Dataset records
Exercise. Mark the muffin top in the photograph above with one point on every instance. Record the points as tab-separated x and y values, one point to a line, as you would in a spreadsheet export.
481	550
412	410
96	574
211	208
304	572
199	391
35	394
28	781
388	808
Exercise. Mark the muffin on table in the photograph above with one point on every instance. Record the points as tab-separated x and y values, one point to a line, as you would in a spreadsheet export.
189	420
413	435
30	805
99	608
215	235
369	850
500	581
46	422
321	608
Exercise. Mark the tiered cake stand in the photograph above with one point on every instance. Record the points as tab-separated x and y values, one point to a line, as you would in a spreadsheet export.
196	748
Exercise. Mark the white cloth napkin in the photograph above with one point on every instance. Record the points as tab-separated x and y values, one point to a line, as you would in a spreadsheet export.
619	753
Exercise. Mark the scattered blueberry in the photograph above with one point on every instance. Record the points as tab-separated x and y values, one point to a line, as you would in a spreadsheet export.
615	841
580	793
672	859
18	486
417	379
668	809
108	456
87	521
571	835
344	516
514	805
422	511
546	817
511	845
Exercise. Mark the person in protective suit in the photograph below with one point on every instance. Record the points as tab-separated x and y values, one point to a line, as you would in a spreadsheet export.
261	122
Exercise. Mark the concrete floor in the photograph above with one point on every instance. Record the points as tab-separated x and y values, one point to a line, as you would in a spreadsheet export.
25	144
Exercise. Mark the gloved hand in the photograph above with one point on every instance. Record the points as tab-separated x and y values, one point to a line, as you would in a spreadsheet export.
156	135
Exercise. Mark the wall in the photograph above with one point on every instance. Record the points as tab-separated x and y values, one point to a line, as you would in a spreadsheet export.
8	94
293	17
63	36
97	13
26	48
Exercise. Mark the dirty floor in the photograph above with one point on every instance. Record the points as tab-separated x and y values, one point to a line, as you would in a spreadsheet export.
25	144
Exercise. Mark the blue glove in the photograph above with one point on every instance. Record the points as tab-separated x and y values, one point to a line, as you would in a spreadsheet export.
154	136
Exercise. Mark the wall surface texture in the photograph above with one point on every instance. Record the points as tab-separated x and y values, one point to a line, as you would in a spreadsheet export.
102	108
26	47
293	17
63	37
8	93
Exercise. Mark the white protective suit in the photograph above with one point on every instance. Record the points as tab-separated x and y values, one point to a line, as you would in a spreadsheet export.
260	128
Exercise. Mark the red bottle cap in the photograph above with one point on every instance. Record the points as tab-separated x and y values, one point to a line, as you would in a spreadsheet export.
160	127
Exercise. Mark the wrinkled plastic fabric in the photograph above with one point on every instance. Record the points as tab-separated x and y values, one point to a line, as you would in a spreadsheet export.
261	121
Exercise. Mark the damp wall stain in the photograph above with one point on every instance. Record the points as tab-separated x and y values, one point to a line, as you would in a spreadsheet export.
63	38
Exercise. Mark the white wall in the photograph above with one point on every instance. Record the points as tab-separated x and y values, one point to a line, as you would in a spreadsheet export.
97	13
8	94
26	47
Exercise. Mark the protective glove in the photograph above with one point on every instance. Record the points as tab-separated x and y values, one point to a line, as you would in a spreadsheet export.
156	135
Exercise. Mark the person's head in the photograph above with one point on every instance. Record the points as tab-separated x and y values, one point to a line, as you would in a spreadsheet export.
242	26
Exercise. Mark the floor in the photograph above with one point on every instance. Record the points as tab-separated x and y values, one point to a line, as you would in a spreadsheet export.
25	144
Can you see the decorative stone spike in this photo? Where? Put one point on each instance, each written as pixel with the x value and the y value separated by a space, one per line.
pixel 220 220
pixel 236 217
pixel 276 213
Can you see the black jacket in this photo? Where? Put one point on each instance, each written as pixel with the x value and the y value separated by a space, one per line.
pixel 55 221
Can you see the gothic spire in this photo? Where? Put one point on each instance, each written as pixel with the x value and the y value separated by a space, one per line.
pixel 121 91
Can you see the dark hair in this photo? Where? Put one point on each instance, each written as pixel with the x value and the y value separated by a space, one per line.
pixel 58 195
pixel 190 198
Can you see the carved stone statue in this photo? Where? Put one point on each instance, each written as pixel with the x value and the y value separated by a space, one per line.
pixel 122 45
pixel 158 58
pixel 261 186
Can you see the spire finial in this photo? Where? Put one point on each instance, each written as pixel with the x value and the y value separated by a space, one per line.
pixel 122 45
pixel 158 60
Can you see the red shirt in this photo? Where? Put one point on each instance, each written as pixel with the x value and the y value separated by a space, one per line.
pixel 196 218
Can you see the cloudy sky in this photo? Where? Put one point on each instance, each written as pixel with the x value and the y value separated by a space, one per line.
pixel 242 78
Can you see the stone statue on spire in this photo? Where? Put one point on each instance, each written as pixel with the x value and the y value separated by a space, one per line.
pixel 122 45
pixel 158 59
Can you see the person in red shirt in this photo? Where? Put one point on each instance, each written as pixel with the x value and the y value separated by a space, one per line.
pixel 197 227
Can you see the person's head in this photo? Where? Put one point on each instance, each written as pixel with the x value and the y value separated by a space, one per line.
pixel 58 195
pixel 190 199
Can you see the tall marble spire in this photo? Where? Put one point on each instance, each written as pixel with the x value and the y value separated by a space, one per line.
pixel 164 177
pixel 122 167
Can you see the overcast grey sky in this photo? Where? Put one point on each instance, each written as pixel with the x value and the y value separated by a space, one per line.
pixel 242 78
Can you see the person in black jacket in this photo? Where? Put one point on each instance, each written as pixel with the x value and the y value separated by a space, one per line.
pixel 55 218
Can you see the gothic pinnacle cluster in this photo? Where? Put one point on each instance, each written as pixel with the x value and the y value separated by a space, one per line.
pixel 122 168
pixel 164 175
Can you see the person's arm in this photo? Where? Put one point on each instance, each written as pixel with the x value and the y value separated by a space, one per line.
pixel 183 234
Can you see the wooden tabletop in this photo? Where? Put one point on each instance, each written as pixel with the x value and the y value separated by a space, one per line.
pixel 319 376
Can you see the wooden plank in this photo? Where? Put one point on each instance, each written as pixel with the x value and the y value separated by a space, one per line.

* [Required work]: Copy every row above verbatim, keeping the same line breaks and order.

* [Answer to the exercise]:
Exercise. Mark the muffin top in the photograph above with one point on every instance. Record the points as tab-separated x and y values, one point to a line, as you would in a spreadsheet export.
481	550
412	410
96	574
211	208
304	572
199	391
35	394
28	781
388	808
Exercise. Mark the muffin on table in the photograph above with one point on every instance. Record the points as tab-separated x and y values, one point to a line, as you would in a spreadsheet export.
189	420
413	435
30	805
99	608
215	235
369	850
500	581
46	422
321	608
Exercise. Mark the tiered cake stand in the photograph above with one point on every instance. Record the points as tab-separated x and y values, one point to a line, as you would in a spreadsheet export.
196	748
Exercise. Mark the white cloth napkin in the photograph above with one point on every instance. Record the points as tab-separated x and y values, one point to a line, as you would in a spreadsheet export.
619	753
Exercise. Mark the scattered blueberry in the photograph above with one point on every instance. Record the points as tab-separated x and y values, one point to a line, as you would in a spreadsheet export.
615	841
580	793
672	859
18	486
417	379
668	809
108	456
87	521
571	835
344	516
514	805
422	511
546	817
511	845
Exercise. Mark the person in protective suit in the photograph below with one point on every instance. Record the points as tab-separated x and y values, one point to a line, as you would in a spreadsheet export.
261	122
Exercise. Mark the concrete floor in the photograph above with one point on every instance. Record the points as tab-separated x and y values, one point to a line, as you would in a spreadsheet export.
25	144
Exercise. Mark the gloved hand in the photograph above with one point on every instance. Record the points as tab-separated x and y values, one point to a line, as you would in a spreadsheet export.
156	135
Exercise. Mark the wall in the photograph above with one point on every instance. Record the points as tab-separated x and y values, one point to a line, as you would in a spreadsheet export.
8	94
293	17
63	36
97	13
26	48
Exercise. Mark the dirty floor in the photograph above with one point on every instance. Record the points as tab-separated x and y values, one point to a line, as you would in a spreadsheet export.
25	144
Exercise. Mark the blue glove in the photograph above with one point on every instance. Record the points as tab-separated x and y values, one point to a line, as you would in a spreadsheet export.
154	136
Exercise. Mark the wall surface texture in the photograph above with one point on every instance. Record the points as tab-separated x and y values, one point to a line, as you would in a spreadsheet export.
102	108
26	47
293	17
63	37
8	93
Exercise. Mark the white protective suit in the photograph above with one point on every instance. Record the points as tab-separated x and y values, one point to a line, as you would in a spreadsheet export.
260	128
Exercise. Mark the red bottle cap in the photograph above with one point on every instance. Record the points as tab-separated x and y values, one point to a line, as you would in a spreadsheet export.
160	127
Exercise. Mark the wrinkled plastic fabric in the photograph above with one point on every instance. Record the points as tab-separated x and y values, one point to a line, as you would in a spreadsheet export.
261	121
Exercise. Mark the damp wall stain in the photograph above with one point on every instance. Record the points as tab-separated x and y values, one point to a line, as you would in a spreadsheet export.
63	38
Exercise. Mark the white wall in the photograph above with one point on every instance. Record the points as tab-separated x and y values, one point to a line, as you would in a spreadsheet export.
97	13
8	94
26	47
Exercise. Mark the protective glove in the photograph above with one point on every instance. Record the points as tab-separated x and y values, one point to a line, as you would in a spreadsheet export.
156	135
Exercise. Mark the person's head in the photograph above with one point on every instance. Record the points as tab-separated x and y values, one point to a line, as you would in a spreadsheet export.
242	26
Exercise. Mark the floor in the photograph above with one point on every instance. Record the points as tab-separated x and y values, one point to a line, as you would in a spreadsheet export.
25	144
Can you see the decorative stone spike in this photo? Where? Put one point on each instance, each written as pixel with the x value and the y value separated by a space, one per line.
pixel 220 220
pixel 236 217
pixel 276 213
Can you see the black jacket in this photo? Where? Put one point on each instance, each written as pixel with the x value and the y value separated by a space, one per line.
pixel 55 221
Can you see the gothic spire in this photo? Where? Put one point on each instance, each written as pixel with the x value and the y value separated by a space, one per line.
pixel 121 91
Can you see the dark hair in this photo? Where? Put one point on each instance, each written as pixel with the x value and the y value separated by a space, one per line.
pixel 58 195
pixel 190 198
Can you see the carved stone statue in this photo? Where? Put one point on each instance, each written as pixel with the x value and the y value separated by a space, one per line.
pixel 122 45
pixel 158 58
pixel 261 186
Can you see the spire finial in this photo? Where? Put one point on each instance, each written as pixel with the x value and the y value separated by a space, one per line.
pixel 122 45
pixel 158 60
Can you see the red shirt in this photo? Where? Put one point on each instance, each written as pixel with the x value and the y value separated by a space, one per line.
pixel 196 218
Can you see the cloudy sky in this photo? Where? Put one point on each instance, each written as pixel with the x value and the y value separated by a space, one per line.
pixel 242 78
Can you see the stone statue on spire in this photo? Where? Put one point on each instance, each written as pixel with the x value and the y value separated by a space, one per line.
pixel 122 45
pixel 158 59
Can you see the person in red shirt in this photo? Where? Put one point on each instance, each written as pixel with the x value and the y value separated by a space, one per line.
pixel 197 227
Can you see the person's head in this photo? Where? Put one point on each instance, each written as pixel with the x value and the y value separated by a space, one per line.
pixel 58 195
pixel 190 199
Can you see the tall marble spire in this photo? Where? Put one point on each instance, each written as pixel with the x value and the y value separated by a space, one per line.
pixel 164 177
pixel 122 167
Can you see the overcast grey sky in this photo? Where? Put one point on each instance, each written as pixel with the x value and the y value separated by a space, one per line.
pixel 242 78
Can you see the person in black jacket in this photo? Where? Put one point on each instance, each written as pixel with the x value and the y value separated by a space, one per line.
pixel 55 218
Can you see the gothic pinnacle cluster in this photo? Where? Put one point on each instance, each written as pixel with the x value and the y value separated by a space, one per line.
pixel 122 168
pixel 164 175
Can you see the person's arm in this photo? Where? Put one point on each instance, each written as pixel with the x value and the y value separated by a space, one per line.
pixel 183 234
Can you see the wooden tabletop in this photo? Where? Put one point on each instance, each written as pixel with the x value and the y value separated by a space, one per line.
pixel 319 376
Can you see the wooden plank in this photo? Where? Put one point on each instance, each written as pixel with the x value and the y value separated by a space, one per line.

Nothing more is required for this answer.